• _ТЕКСТ ДОКУМЕНТА_
АНДРЕЙ ТАВРОВ / ПОЭТИКА РАЗРЫВА
Как-то я был на интересной и содержательной лекции, во время которой докладчик поставил вопрос: благодаря каким признакам можно считать тот или иной моностих стихотворением? Дальнейший анализ шел по пути установления формальных примет, делающих возможным бытование однострочного текста в качестве стихотворения, а не произвольного высказывания. Например, если в представленной строчке прослеживается ритм, то она может считаться моностихом, а если не прослеживается, то не может. К признакам, удовлетворяющим статусу стихотворения, также относились аллитерации и метрические осколки, считывающиеся в моностихе.
Надо сказать, что любой выбранный метод исследования парадоксальным образом всегда содержит в себе некоторую предварительную парадигму, в которой уже заложен исход, предопределен конечный вывод.
И чем больше метод ограничен, тем решительнее он будет настаивать на ограниченном (и внешне беспристрастно-аналитическом) результате. Одним словом, в подобном подходе заложен его итоговый вывод, опирающийся на сам подход.
Мне бы хотелось рассмотреть ситуацию с иных позиций.
Ведь суть не в том, может ли считаться та или иная строчка стихотворением по формальным признакам. Суть в том, может ли считаться это «стихотворение» поэзией.
Ибо при желании я всегда найду формальные признаки для любой строчки, удостоверяющие ее принадлежность к «стиху». Мне просто надо захотеть. Этого достаточно. Ну, еще, конечно, хорошо бы при этом немного разбираться в поэтических приемах, в метрике, ритмике, в дольнике и т.д. Дело в том, что такие «признаки стиха» могут быть обнаружены — везде, в любом тексте.
Находясь в рамках одной аналитически-статистической системы и вводя в них исследуемое стихотворение, невозможно не рассматривать это стихотворение как аппликацию, наложенную поверх собственной совокупности оценок или установок, пусть и опирающихся на прекрасное знание истории отечественной или зарубежной поэзии. А дальше остается только смотреть, сравнивать и отмечать, насколько данная аппликация удовлетворяет положениям уже сформированных внутри этой системы взглядов.

• _ЗАДАЧА A_
Преобразуй записи в JSON-список строк, взяв их от самой первой строки до строки, содержащей «point(934, 407)», включительно. Каждая строка записей становится отдельной строкой списка, пустые строки не включай.

• _ЗАПИСИ_
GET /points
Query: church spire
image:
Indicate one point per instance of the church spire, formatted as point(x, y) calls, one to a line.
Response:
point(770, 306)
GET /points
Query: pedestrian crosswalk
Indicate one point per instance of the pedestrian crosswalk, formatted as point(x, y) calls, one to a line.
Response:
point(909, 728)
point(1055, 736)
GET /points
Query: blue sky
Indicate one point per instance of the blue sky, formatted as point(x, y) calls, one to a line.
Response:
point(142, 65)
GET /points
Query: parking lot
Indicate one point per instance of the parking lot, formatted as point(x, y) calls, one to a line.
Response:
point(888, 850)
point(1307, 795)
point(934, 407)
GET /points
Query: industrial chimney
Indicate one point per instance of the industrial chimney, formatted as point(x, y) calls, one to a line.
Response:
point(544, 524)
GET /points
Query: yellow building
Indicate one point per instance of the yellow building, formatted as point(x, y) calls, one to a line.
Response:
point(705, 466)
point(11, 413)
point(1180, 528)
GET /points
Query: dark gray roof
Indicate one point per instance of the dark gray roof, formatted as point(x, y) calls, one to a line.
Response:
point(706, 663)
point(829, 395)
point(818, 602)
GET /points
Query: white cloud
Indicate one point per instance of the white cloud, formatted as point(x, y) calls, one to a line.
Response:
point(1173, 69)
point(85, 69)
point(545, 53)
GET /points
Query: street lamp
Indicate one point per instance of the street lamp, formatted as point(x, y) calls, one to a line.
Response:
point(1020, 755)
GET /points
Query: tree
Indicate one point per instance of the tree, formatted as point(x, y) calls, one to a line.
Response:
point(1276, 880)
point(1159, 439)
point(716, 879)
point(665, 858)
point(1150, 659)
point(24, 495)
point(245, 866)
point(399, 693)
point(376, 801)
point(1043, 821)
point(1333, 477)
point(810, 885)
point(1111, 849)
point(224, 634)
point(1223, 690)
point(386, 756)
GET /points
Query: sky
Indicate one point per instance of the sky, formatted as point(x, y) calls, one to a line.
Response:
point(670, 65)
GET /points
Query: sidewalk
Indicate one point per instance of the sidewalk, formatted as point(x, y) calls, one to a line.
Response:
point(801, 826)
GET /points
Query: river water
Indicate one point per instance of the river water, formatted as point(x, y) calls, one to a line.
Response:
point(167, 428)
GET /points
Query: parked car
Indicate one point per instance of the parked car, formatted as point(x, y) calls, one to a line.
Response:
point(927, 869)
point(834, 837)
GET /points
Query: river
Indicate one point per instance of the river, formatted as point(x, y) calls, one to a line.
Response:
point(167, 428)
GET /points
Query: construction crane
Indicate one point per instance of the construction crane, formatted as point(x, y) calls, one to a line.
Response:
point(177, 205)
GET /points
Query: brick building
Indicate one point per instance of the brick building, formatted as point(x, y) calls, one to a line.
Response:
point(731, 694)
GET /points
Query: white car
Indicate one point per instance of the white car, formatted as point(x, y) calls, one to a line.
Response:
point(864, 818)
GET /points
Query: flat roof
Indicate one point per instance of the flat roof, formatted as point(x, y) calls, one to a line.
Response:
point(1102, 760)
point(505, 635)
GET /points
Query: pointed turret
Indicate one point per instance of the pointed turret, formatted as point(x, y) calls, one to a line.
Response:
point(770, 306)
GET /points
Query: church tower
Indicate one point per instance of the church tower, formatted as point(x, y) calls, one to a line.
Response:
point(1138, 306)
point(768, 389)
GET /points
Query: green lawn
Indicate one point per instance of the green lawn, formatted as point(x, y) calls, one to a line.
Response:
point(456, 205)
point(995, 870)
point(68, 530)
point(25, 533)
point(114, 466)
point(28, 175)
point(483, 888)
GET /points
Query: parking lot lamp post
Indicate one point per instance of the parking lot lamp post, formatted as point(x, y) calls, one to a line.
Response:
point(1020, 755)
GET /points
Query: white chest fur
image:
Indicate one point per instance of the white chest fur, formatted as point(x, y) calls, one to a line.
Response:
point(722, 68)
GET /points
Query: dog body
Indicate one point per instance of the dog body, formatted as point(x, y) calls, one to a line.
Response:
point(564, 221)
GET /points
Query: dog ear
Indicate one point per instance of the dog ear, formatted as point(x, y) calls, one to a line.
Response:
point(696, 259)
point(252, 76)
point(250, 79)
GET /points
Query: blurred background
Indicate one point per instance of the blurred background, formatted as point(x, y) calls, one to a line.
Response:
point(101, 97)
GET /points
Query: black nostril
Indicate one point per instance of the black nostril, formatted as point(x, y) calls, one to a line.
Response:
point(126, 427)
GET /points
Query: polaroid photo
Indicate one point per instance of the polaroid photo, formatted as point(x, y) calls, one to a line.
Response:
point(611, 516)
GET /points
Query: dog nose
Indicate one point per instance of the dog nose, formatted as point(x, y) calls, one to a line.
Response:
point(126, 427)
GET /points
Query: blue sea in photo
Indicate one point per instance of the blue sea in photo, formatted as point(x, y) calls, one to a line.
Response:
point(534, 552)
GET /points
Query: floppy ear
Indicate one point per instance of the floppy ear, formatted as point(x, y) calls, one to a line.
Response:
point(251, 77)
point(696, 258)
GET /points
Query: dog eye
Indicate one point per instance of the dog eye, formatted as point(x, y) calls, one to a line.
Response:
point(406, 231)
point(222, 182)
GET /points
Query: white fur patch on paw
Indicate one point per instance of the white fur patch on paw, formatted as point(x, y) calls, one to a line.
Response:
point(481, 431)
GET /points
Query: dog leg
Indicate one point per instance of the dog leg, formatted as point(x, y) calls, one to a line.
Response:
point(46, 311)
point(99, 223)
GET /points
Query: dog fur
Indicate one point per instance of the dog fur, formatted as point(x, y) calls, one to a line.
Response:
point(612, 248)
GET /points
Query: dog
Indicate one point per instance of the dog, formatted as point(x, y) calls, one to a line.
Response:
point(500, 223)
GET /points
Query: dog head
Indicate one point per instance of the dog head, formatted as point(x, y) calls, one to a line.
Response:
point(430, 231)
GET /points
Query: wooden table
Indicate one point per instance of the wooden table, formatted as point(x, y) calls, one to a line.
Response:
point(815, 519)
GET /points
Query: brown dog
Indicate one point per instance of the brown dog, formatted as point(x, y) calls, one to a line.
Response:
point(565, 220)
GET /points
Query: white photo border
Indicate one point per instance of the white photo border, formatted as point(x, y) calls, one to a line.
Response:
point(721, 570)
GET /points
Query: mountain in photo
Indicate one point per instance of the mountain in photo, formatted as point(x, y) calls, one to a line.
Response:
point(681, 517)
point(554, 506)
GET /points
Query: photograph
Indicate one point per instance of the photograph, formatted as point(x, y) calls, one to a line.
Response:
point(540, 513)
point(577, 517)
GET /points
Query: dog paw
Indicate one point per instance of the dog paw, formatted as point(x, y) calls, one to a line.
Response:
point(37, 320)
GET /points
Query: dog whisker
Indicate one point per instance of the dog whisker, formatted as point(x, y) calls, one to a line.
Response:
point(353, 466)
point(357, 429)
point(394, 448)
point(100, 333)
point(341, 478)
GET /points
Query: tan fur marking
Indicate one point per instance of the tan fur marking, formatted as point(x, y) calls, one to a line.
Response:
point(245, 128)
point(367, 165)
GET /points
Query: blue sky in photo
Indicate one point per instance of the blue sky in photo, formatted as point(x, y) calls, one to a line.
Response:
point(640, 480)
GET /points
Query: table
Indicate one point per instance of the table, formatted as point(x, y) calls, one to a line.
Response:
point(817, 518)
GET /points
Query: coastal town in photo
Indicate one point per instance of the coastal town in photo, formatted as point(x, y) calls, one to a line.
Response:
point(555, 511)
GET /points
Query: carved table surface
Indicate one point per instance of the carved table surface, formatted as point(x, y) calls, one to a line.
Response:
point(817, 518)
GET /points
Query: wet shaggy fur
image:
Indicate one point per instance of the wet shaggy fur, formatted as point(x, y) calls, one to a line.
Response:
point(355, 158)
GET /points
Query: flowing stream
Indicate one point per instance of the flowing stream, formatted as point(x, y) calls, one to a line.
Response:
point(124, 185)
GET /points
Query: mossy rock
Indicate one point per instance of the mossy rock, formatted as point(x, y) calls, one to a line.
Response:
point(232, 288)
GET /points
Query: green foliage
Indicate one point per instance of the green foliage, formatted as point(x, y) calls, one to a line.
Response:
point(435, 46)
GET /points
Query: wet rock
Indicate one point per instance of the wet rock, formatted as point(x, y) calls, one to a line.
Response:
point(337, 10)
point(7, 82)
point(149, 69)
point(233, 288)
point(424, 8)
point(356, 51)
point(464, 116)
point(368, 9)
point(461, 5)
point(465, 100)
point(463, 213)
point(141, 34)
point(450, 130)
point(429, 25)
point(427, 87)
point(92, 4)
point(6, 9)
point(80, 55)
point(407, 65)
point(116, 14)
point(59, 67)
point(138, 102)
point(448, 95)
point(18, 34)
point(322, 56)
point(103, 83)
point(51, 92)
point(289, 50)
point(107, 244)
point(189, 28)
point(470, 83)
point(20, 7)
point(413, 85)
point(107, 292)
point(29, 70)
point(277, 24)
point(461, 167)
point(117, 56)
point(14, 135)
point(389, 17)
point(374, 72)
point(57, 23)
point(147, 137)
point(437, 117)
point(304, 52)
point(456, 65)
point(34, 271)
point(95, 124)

• _ЗАДАЧА B_
Какие признаки, помимо ритма, на лекции, описанной в тексте о поэтике разрыва, относились к признакам, удовлетворяющим статусу стихотворения?

• _ОЖИДАЕМЫЙ ОТВЕТ A_
[
  "GET /points",
  "Query: church spire",
  "image:",
  "Indicate one point per instance of the church spire, formatted as point(x, y) calls, one to a line.",
  "Response:",
  "point(770, 306)",
  "GET /points",
  "Query: pedestrian crosswalk",
  "Indicate one point per instance of the pedestrian crosswalk, formatted as point(x, y) calls, one to a line.",
  "Response:",
  "point(909, 728)",
  "point(1055, 736)",
  "GET /points",
  "Query: blue sky",
  "Indicate one point per instance of the blue sky, formatted as point(x, y) calls, one to a line.",
  "Response:",
  "point(142, 65)",
  "GET /points",
  "Query: parking lot",
  "Indicate one point per instance of the parking lot, formatted as point(x, y) calls, one to a line.",
  "Response:",
  "point(888, 850)",
  "point(1307, 795)",
  "point(934, 407)"
]

• _ОЖИДАЕМЫЙ ОТВЕТ B_
Аллитерации и метрические осколки, считывающиеся в моностихе.